=== Brano da leggere ===

Il terzo punto contiene le conclusioni. Occorre fermare tale
logica di mercato e i suoi maggiori artefici: le multinazionali
da una parte e le istituzioni che operano nella loro logica -
FMI, BM, OMC - dall'altra. Fermando queste ultime, o intralciandole,
si può pensare di mettere in difficoltà anche ciò
che esse promuovono (mercato e multinazionali), indebolire il
loro potere e, quindi, riconoscere altre priorità: un
altro ethos globale dettato dai noglobal stessi, il quale rappresenterebbe,
quello sì, i più autentici valori dell'uomo esprimendo
il patrimonio comune di tutta l'umanità. Nel frattempo
queste istituzioni, in particolare l'OMC, devono occuparsi di
diritti del lavoro e di ambiente piegando la loro opera, i loro
regolamenti e la loro "giurisdizione" a quei valori.
(Del Debbio, p. 7-9)
Huntington e lo scontro
delle civiltà
"La storia umana è
la storia delle civiltà. È impossibile pensare
allo sviluppo dell'umanità in termini diversi da questi,
uno sviluppo che percorre intere generazioni di civiltà:
nel corso della storia, le civiltà hanno rappresentato
per l'uomo la più importante fonte di identificazione.
(Huntington, p. 43)
Esiste una ragionevole convergenza di opinioni sull'esistenza
di almeno dodici grandi civiltà, di cui sette ormai estinte
(mesopotamica, egiziana, cretese, classica, bizantina, centroamericana,
andina) e cinque ancora esistenti (cinese, giapponese, indiana,
islamica e occidentale). A queste sei civiltà del mondo
contemporaneo sembra utile, ai fini dell'analisi, aggiungere
quella latinoamericana e forse anche quella africana. (Huntington,
p. 51)
I rapporti tra le civiltà hanno attraversato due fasi,
ed oggi ne stanno vivendo una terza. Per oltre tremila anni successivi
alla nascita delle prime civiltà, i contatti tra esse
sono stati, salvo alcune eccezioni, o del tutto inesistenti,
o limitati, oppure intermittenti ed intensi. Le civiltà
erano, infatti, distanti nel tempo e nello spazio. (Huntington,
p. 56-57)

=== Dati estratti ===

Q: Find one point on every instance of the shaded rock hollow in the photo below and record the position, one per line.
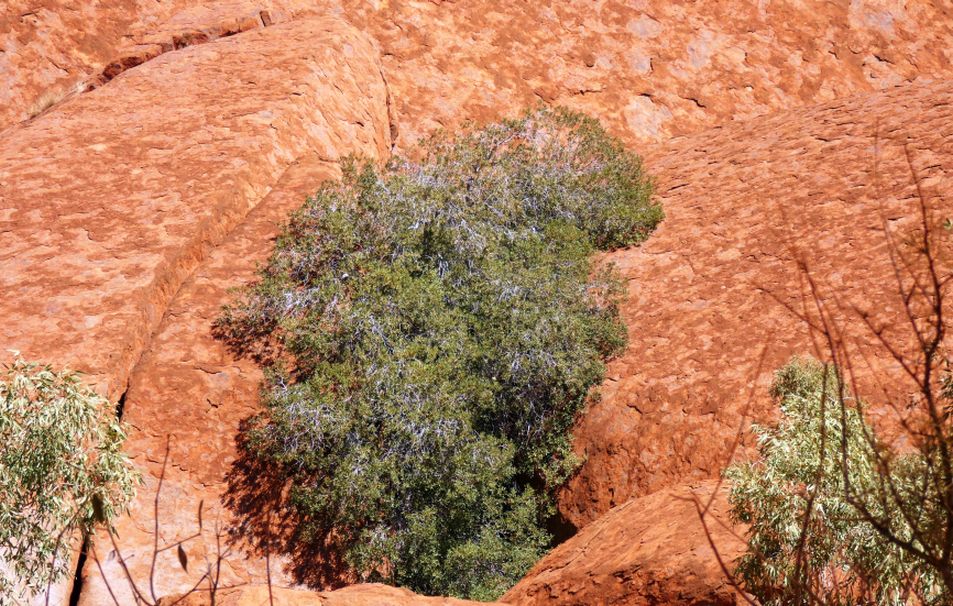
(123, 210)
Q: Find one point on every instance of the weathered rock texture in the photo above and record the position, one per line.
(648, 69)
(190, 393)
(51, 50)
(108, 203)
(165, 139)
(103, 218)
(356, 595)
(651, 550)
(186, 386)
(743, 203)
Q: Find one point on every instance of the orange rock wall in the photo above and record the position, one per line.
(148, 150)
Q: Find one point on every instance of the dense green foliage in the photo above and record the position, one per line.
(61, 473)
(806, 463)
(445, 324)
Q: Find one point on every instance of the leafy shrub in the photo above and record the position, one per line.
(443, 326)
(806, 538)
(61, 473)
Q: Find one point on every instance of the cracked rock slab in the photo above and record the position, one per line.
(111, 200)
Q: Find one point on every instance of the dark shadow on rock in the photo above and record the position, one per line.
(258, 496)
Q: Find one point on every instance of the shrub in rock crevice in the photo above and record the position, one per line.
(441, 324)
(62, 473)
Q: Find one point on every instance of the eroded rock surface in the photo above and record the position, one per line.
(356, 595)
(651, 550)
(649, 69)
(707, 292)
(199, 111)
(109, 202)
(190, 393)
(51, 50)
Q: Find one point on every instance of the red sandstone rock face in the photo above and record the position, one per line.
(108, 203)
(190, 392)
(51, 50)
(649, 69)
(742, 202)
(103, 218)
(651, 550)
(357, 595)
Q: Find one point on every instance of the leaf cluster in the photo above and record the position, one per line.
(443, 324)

===

### [Esercizi proposti]
(1) Ricopia per favore il brano tra "Il terzo punto" e "a quei valori.", estremi inclusi.
(2) Elenca tutte le civiltà che il brano indica come ormai estinte.
(3) Prosegui il brano sui rapporti tra le civiltà dopo la sua ultima frase.
I record provengono da una fonte diversa.

### [Risposte]
(1)
Il terzo punto contiene le conclusioni. Occorre fermare tale
logica di mercato e i suoi maggiori artefici: le multinazionali
da una parte e le istituzioni che operano nella loro logica -
FMI, BM, OMC - dall'altra. Fermando queste ultime, o intralciandole,
si può pensare di mettere in difficoltà anche ciò
che esse promuovono (mercato e multinazionali), indebolire il
loro potere e, quindi, riconoscere altre priorità: un
altro ethos globale dettato dai noglobal stessi, il quale rappresenterebbe,
quello sì, i più autentici valori dell'uomo esprimendo
il patrimonio comune di tutta l'umanità. Nel frattempo
queste istituzioni, in particolare l'OMC, devono occuparsi di
diritti del lavoro e di ambiente piegando la loro opera, i loro
regolamenti e la loro "giurisdizione" a quei valori.

(2) mesopotamica, egiziana, cretese, classica, bizantina, centroamericana, andina

(3)
Il cristianesimo europeo ha iniziato ad emergere come civiltà
a sé stante nell'VIII e IX secolo. Dopo essersi assicurati
il controllo sull'intera Europa, i vari Stati hanno cominciato,
a partire dal 1500, a conquistare i territori d'oltremare, fino
a raggiungere la massima espansione nel periodo tra le due guerre
mondiali. Tra le possibili cause di un così drammatico
e straordinario sviluppo, sono stati inclusi: il pluralismo sociale,
ovvero la creazione di varie istituzioni preposte alla difesa
degli interessi corporativi; l'individualismo; la separazione
tra Stato e Chiesa; il progresso tecnologico, che ha permesso
il potenziamento dell'apparato economico e militare. (Huntington,
p. 61)
Con il processo di decolonizzazione, i rapporti tra le varie
civiltà sono passati da una fase caratterizzata dall'influenza
unidirezionale di una civiltà su tutte le altre, a una
serie di interazioni variegate e multidirezionali tra tutte le
civiltà. Dall'unico mondo (occidentale) del 1920, si è
passati agli oltre sei mondi degli anni '90. (Huntington, p.
64-65)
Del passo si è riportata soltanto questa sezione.